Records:
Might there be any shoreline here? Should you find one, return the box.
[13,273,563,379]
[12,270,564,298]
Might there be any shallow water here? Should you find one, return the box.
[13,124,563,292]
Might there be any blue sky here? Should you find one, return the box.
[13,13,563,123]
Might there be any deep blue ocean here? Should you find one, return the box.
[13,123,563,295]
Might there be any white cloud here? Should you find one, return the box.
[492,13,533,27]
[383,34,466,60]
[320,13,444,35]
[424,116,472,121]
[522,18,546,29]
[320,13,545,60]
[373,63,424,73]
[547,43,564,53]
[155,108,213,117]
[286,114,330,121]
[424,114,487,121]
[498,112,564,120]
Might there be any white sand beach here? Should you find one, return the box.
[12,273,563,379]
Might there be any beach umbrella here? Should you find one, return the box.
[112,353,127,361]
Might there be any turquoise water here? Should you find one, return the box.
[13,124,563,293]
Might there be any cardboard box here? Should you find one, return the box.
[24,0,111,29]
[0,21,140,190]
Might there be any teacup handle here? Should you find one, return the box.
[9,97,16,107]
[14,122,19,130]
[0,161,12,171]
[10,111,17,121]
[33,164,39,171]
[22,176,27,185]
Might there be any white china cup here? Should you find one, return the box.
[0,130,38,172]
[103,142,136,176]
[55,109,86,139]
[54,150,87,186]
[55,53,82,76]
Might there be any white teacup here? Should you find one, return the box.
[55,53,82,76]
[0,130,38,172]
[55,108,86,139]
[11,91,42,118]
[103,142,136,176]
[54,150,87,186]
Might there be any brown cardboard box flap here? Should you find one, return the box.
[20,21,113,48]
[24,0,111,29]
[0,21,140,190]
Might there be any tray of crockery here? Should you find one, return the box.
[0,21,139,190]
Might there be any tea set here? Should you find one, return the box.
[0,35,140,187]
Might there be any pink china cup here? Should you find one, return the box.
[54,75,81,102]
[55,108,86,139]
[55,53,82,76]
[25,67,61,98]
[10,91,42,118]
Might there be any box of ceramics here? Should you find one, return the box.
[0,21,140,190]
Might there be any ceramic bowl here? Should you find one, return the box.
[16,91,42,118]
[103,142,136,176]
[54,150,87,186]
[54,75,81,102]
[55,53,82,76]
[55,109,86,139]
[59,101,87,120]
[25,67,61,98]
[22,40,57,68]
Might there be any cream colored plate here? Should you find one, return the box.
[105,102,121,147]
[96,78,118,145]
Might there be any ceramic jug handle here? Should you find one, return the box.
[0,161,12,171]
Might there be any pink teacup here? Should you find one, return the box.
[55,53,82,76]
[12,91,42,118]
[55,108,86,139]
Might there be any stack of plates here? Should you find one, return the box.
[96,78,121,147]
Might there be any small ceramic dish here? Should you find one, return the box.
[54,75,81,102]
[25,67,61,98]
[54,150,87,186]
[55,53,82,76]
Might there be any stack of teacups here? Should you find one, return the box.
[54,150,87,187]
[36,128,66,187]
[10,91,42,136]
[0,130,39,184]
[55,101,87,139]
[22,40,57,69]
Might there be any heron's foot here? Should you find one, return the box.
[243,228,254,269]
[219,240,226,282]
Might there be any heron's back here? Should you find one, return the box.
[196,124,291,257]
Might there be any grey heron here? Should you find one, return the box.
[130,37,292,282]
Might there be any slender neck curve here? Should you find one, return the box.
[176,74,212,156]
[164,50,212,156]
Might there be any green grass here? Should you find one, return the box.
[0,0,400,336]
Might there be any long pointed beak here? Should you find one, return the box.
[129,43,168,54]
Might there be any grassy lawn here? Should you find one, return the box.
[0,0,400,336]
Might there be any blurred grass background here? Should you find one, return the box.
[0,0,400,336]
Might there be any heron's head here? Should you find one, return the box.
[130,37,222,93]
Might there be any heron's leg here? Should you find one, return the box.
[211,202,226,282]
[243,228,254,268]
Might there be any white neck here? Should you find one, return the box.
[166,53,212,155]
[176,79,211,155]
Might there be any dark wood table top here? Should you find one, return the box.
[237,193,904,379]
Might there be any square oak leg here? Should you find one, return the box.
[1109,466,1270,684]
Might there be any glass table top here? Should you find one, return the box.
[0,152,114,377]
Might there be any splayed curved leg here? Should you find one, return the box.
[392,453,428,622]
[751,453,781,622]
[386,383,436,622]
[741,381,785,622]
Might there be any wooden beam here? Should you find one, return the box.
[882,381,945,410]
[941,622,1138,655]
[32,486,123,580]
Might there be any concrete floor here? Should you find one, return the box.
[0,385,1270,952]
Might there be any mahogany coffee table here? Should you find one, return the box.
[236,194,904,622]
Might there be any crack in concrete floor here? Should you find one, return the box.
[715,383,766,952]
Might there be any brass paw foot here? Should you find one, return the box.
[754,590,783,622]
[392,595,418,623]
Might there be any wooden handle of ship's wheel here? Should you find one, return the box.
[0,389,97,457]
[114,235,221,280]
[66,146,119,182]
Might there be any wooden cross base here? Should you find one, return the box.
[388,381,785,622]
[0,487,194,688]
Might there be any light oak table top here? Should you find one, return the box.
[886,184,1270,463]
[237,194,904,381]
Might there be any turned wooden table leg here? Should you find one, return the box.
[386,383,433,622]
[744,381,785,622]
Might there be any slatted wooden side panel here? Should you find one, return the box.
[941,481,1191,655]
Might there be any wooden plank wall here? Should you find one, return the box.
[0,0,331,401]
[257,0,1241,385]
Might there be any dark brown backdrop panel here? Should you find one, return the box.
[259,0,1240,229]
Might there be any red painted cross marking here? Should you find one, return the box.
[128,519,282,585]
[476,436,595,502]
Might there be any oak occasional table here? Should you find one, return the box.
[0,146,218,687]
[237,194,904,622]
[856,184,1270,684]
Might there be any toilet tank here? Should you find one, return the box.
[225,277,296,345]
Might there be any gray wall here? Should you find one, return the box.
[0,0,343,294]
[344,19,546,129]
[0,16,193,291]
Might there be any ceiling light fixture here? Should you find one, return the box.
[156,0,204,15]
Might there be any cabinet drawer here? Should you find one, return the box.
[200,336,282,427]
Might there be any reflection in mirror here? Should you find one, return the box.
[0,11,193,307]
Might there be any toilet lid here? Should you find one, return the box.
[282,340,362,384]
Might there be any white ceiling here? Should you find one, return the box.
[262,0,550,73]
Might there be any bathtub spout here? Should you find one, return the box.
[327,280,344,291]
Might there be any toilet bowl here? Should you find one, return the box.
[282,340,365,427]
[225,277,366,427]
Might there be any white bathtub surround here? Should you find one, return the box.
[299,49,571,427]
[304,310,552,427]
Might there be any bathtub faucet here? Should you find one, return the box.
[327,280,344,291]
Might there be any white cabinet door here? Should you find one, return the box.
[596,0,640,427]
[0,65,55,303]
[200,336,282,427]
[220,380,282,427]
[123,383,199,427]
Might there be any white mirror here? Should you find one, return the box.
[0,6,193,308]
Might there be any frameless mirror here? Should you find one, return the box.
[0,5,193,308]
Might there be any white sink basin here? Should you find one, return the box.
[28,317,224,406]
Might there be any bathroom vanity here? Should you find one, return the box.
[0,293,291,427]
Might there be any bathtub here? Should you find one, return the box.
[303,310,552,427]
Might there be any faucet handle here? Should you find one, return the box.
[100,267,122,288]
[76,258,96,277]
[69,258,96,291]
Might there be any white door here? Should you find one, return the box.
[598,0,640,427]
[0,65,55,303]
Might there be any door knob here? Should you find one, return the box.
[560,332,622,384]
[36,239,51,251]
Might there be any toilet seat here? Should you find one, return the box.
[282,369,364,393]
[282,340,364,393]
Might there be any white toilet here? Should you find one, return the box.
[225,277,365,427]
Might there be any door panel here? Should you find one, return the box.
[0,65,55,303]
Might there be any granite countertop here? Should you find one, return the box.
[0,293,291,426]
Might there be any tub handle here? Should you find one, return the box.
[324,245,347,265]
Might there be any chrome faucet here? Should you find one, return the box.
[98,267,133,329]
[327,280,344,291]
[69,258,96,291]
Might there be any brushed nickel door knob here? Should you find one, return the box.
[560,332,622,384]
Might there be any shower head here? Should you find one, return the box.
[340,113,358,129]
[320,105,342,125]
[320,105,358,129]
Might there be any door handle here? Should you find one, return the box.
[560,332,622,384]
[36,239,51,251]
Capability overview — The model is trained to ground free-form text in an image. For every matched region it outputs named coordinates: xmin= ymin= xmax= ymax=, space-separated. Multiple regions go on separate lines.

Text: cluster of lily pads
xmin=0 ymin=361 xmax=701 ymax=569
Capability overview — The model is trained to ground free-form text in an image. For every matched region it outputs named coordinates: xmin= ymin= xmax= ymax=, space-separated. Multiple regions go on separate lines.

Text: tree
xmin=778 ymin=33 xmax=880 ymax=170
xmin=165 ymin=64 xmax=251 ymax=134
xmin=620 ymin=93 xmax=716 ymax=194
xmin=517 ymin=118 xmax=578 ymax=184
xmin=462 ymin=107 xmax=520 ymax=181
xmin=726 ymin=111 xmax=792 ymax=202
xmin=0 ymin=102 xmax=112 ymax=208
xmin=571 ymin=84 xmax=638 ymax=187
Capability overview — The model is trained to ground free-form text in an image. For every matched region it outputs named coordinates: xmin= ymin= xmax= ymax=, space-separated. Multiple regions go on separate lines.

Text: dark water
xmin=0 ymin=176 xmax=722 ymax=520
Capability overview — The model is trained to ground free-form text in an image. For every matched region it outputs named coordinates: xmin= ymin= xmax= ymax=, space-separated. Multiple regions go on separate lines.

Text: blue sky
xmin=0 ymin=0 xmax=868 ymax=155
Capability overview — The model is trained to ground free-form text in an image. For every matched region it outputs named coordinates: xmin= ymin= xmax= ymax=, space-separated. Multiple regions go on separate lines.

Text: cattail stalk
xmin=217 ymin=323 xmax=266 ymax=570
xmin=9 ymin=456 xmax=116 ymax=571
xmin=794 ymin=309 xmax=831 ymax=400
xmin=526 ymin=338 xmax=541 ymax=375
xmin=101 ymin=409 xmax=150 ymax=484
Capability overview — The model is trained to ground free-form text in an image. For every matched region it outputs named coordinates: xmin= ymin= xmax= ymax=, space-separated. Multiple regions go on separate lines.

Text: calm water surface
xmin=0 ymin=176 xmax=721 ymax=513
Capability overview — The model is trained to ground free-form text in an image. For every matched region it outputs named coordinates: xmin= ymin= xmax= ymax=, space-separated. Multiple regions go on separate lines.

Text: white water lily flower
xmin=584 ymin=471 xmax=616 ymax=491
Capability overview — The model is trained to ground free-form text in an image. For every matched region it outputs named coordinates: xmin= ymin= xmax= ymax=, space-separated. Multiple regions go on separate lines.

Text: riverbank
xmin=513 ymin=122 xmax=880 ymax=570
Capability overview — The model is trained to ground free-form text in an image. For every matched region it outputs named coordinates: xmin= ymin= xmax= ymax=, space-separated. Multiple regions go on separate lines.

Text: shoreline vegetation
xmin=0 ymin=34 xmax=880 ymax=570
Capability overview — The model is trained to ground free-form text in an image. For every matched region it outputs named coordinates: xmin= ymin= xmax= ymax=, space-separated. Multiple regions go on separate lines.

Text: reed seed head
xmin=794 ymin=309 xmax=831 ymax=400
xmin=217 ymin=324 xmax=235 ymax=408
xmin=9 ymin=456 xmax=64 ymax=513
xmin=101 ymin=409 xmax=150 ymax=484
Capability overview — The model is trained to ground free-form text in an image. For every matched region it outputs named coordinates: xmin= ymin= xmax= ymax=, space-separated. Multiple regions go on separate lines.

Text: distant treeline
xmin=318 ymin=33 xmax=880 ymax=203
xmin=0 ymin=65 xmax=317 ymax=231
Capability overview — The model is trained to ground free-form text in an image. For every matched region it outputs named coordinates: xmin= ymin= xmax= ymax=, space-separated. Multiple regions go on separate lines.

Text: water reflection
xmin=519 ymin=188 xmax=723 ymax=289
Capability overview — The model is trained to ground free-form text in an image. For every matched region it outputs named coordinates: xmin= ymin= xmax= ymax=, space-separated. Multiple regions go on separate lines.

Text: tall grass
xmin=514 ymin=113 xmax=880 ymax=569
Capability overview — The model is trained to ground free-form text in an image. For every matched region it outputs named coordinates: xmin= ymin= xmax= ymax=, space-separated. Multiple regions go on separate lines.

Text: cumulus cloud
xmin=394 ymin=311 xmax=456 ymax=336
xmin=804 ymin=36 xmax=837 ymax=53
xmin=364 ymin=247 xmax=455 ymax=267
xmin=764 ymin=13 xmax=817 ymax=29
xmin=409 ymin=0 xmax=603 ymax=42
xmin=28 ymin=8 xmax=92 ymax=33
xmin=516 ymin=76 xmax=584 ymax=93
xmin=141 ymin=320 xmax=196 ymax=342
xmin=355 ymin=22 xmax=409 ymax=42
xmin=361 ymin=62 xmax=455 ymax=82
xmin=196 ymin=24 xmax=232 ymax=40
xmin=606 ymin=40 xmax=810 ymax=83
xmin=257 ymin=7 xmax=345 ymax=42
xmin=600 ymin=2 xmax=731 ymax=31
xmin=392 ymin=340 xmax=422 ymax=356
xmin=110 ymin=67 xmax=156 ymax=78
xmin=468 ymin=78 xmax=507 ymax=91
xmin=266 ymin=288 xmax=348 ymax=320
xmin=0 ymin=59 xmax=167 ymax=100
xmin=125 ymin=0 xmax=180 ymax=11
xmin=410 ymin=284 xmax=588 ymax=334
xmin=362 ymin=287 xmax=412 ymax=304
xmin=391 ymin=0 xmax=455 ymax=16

_Directions_
Update the lines of the records above, starting with the line that contains "Might there be any slatted" and going on through the line that contains "[0,16,193,291]", so that "return the box" becomes "give its bounding box" everywhere in them and nothing else changes. Output only those lines.

_Output for this task_
Might there be any slatted wooden side panel here? Should you find one, give its bounding box.
[941,481,1191,655]
Might there be any wooden plank wall here? Should you find one, give its bounding box.
[0,0,331,401]
[257,0,1241,385]
Might there be any dark brown backdrop panel here? Should you find one, give its bounding box.
[259,0,1240,229]
Might there be any red painted cross marking here? Should you find one, give its bounding box.
[128,519,282,585]
[476,436,595,502]
Might there be any oak occasional table here? Should you find one, give its bounding box.
[0,146,218,687]
[237,194,904,622]
[856,184,1270,684]
Might there be any toilet tank here? Should you find one, give its bounding box.
[225,277,296,345]
Might there be any gray wall here? Should you find one, give its bounding box.
[0,0,343,294]
[344,19,546,129]
[0,16,193,291]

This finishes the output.